╭──

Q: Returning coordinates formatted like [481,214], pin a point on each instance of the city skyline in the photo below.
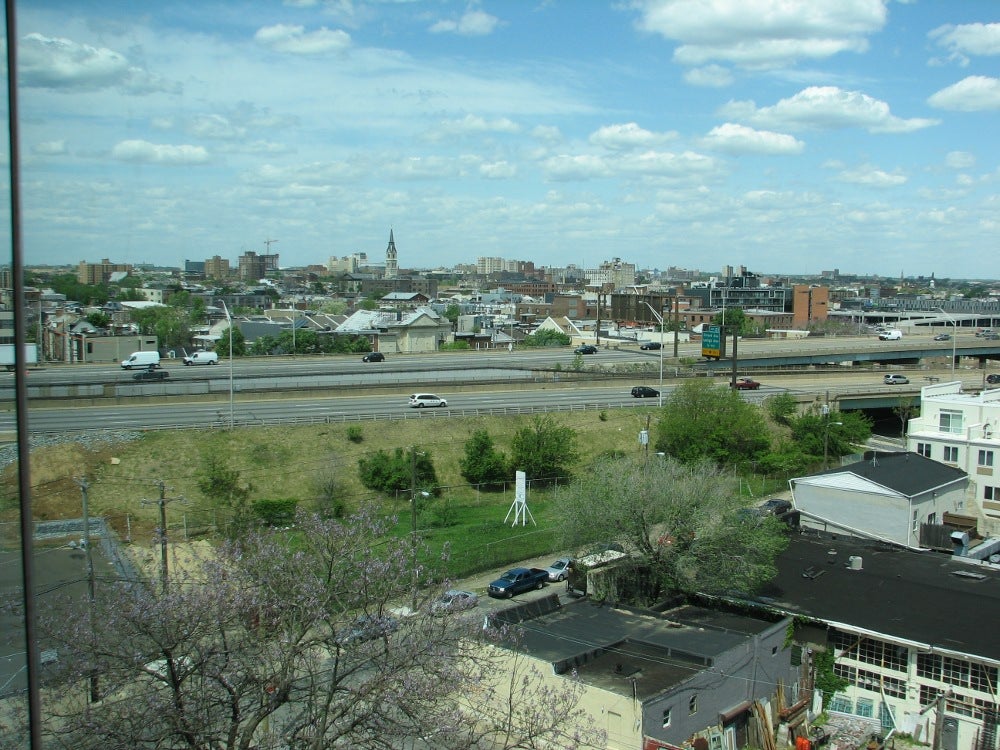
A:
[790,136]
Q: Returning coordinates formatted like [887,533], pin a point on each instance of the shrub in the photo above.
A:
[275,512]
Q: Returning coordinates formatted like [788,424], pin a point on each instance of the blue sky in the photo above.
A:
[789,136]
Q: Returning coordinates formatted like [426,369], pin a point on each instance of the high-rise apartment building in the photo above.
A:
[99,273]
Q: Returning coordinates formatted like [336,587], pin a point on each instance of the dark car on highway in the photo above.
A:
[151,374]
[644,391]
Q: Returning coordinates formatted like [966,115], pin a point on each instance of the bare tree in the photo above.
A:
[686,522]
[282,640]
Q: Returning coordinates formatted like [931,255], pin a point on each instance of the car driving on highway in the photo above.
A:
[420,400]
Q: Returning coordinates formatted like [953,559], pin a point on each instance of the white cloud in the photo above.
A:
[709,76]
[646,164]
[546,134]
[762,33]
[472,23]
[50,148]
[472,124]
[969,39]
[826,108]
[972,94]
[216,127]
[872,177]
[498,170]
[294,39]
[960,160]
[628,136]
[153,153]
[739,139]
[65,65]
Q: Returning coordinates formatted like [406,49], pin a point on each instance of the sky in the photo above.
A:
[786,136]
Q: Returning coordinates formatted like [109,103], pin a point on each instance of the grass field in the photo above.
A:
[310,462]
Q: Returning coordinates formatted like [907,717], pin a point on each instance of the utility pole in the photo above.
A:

╰──
╭──

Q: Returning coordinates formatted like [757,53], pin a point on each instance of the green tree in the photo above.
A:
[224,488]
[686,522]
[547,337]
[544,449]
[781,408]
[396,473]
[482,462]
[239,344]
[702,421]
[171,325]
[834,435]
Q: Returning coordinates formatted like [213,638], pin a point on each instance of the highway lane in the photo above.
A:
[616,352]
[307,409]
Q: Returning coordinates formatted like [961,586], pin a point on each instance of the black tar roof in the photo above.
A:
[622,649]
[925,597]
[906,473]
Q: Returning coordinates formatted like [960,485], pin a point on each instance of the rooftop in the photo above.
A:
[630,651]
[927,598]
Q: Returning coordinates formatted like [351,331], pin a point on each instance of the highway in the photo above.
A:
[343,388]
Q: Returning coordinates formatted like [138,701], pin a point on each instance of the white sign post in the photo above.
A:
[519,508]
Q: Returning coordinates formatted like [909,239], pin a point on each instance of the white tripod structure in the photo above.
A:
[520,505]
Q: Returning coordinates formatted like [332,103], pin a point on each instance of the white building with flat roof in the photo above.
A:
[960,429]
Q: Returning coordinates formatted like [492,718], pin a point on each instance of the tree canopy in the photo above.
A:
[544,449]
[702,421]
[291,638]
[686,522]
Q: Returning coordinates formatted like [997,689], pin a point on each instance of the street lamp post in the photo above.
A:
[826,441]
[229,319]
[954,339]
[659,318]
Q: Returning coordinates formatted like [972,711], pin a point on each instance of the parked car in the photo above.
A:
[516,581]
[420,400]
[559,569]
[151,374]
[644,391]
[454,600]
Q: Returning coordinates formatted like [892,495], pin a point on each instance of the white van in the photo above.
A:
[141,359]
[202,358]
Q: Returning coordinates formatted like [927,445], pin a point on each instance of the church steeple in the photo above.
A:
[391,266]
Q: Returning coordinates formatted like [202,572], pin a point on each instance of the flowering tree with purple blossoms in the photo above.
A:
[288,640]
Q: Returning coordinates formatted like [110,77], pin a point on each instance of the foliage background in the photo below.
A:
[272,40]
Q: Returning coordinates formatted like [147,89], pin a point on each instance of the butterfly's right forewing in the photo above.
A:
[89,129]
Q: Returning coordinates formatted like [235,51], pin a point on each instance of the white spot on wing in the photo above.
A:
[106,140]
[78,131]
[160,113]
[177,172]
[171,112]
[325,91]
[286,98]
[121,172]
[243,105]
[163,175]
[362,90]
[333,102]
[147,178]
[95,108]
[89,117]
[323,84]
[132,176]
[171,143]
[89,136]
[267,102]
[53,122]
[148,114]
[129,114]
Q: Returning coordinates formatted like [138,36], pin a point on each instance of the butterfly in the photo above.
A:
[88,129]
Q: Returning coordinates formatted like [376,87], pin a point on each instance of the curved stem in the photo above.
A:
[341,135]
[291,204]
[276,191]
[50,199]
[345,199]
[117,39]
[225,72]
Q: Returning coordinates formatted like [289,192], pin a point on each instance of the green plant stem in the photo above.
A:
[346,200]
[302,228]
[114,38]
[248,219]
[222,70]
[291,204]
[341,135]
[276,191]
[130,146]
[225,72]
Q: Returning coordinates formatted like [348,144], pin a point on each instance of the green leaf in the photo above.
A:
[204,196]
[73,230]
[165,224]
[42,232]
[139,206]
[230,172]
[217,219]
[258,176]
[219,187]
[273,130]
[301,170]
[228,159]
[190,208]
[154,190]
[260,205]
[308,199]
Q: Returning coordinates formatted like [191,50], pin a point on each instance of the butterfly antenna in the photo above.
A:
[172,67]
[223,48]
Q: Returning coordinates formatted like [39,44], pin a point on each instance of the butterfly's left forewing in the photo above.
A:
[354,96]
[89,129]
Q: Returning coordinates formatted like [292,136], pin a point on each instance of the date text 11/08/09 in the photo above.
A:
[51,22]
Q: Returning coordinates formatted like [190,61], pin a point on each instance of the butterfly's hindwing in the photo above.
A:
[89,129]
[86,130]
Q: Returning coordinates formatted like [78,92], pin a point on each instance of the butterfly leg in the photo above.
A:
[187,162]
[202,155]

╰──

▸ SET PROBLEM
Count the lines in the records above that contain the string "post", treating uppercase and lowercase letters as different. Give only the number.

▸ WRITTEN ANSWER
2